### Reading passage
----------

Import video in form of an numpy array in pytorch

You could split the outputs into the regression problem (mouse coordinates) and the classification problem (click/no-click).

Both outputs should be passed to the appropriate loss function.
Here is a very simple example code you could use as a starter:

class MyModel(nn.Module):
    def __init__(self):
        super(MyModel, self).__init__()
        self.conv1 = nn.Conv2d(1, 6, 3, 1, 1)
        self.pool1 = nn.MaxPool2d(2)
        self.fc1 = nn.Linear(6*12*12, 20)
        
        self.fc2a = nn.Linear(20, 2) # Regression
        self.fc2b = nn.Linear(20, 2) # Classification
        
    def forward(self, x):
        x = F.relu(self.conv1(x))
        x = self.pool1(x)
        x = x.view(x.size(0), -1)
        x = F.relu(self.fc1(x))
        
        x1 = self.fc2a(x)
        x2 = F.log_softmax(self.fc2b(x), dim=1)
        return x1, x2


model = MyModel()
criterion1 = nn.MSELoss()
criterion2 = nn.NLLLoss()

x = torch.randn(1, 1, 24, 24)
target1 = torch.empty(1, 2).random_(2000)
target2 = torch.empty(1, dtype=torch.long).random_(2)

output1, output2 = model(x)
loss1 = criterion1(output1, target1) / 2000**2 # Scale loss
loss2 = criterion2(output2, target2)
loss = loss1 + loss2
loss.backward()

There are several ways to deal with your problem, and this is just one possible approach.
Let me know, if this works for you.

----------

[Items from a collection]
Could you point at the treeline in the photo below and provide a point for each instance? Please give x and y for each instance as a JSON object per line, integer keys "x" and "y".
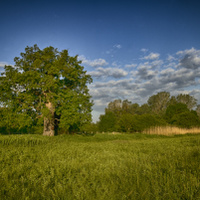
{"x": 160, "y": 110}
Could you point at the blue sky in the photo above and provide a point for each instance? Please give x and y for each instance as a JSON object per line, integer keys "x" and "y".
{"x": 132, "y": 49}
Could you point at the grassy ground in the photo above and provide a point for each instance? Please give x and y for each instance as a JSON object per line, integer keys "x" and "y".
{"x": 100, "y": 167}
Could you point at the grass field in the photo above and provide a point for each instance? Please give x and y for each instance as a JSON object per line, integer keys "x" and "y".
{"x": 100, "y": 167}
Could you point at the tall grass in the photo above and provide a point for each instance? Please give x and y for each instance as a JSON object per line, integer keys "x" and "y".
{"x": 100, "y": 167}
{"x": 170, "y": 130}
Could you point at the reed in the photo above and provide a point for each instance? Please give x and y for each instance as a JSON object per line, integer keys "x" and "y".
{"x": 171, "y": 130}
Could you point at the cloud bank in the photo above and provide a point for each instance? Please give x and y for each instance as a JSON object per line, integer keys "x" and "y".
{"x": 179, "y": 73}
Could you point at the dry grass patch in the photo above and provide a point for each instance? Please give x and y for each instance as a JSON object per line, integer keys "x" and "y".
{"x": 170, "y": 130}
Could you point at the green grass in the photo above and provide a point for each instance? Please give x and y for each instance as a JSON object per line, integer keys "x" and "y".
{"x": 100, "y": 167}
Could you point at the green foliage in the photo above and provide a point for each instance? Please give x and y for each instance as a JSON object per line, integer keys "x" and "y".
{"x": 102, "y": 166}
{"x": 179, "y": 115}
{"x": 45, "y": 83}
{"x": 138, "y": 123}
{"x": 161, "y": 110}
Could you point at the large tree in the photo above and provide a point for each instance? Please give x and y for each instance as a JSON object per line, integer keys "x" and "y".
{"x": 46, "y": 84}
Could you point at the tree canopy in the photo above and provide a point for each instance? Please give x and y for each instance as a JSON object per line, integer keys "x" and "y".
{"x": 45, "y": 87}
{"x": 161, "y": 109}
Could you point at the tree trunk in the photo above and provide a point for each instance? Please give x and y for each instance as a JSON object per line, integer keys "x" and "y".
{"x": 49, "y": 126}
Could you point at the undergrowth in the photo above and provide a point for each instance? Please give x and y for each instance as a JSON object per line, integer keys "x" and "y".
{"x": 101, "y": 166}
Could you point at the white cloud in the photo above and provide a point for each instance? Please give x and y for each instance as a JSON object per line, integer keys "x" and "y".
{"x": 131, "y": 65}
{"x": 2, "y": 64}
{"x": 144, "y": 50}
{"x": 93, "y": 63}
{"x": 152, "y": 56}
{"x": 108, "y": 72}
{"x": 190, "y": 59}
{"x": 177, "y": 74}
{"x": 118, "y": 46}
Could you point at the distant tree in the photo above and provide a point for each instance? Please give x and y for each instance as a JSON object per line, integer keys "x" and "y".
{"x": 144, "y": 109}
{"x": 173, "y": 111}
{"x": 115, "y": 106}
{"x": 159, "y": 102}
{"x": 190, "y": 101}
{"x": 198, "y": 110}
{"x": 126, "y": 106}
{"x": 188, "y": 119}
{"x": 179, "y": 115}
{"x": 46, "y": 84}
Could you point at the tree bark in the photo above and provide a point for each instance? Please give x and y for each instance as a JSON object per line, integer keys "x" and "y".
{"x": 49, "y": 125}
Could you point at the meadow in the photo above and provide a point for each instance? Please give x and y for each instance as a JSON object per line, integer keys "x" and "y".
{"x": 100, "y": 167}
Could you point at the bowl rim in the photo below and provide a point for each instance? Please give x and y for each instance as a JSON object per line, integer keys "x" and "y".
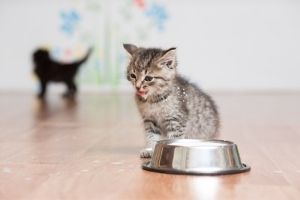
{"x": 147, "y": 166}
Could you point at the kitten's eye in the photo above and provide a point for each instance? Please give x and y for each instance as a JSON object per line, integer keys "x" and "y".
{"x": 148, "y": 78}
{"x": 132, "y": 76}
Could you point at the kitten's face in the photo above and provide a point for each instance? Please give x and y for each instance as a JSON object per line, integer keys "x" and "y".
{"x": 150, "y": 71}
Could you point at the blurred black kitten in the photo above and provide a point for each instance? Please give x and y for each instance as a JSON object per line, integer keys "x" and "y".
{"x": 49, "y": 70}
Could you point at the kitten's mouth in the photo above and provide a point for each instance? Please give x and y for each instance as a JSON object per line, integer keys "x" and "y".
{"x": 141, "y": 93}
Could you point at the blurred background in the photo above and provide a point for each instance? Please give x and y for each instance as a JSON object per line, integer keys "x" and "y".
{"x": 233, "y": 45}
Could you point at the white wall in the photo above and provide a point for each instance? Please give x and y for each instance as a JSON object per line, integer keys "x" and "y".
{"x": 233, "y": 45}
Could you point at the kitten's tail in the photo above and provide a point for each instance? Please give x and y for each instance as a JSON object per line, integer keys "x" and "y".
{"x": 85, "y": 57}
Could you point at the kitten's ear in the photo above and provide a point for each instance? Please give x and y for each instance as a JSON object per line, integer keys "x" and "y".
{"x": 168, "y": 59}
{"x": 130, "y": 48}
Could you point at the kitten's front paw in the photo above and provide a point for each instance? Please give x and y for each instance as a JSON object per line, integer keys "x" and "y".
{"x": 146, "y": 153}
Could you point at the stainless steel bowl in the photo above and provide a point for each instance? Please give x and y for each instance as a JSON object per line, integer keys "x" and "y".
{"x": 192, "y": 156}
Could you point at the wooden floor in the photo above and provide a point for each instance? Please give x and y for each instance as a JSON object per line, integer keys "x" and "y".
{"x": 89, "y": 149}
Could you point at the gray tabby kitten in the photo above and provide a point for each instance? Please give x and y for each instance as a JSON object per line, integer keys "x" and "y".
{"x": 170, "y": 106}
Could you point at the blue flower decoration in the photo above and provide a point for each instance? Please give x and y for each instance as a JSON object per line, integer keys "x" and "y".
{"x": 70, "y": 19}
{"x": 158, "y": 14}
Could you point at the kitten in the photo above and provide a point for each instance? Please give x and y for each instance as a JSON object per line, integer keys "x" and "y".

----------

### What to do
1. Copy the stretch of the PyTorch reply from "x = F.relu(self.fc1(x))" through "target1 = torch.empty(1, 2).random_(2000)", switching "MSELoss" to "L1Loss".
2. According to the PyTorch reply, into which two problems could the outputs be split?
You won't need the items for this.

### Expected outputs
1.
x = F.relu(self.fc1(x))
        
        x1 = self.fc2a(x)
        x2 = F.log_softmax(self.fc2b(x), dim=1)
        return x1, x2


model = MyModel()
criterion1 = nn.L1Loss()
criterion2 = nn.NLLLoss()

x = torch.randn(1, 1, 24, 24)
target1 = torch.empty(1, 2).random_(2000)

2. A regression problem (mouse coordinates) and a classification problem (click/no-click).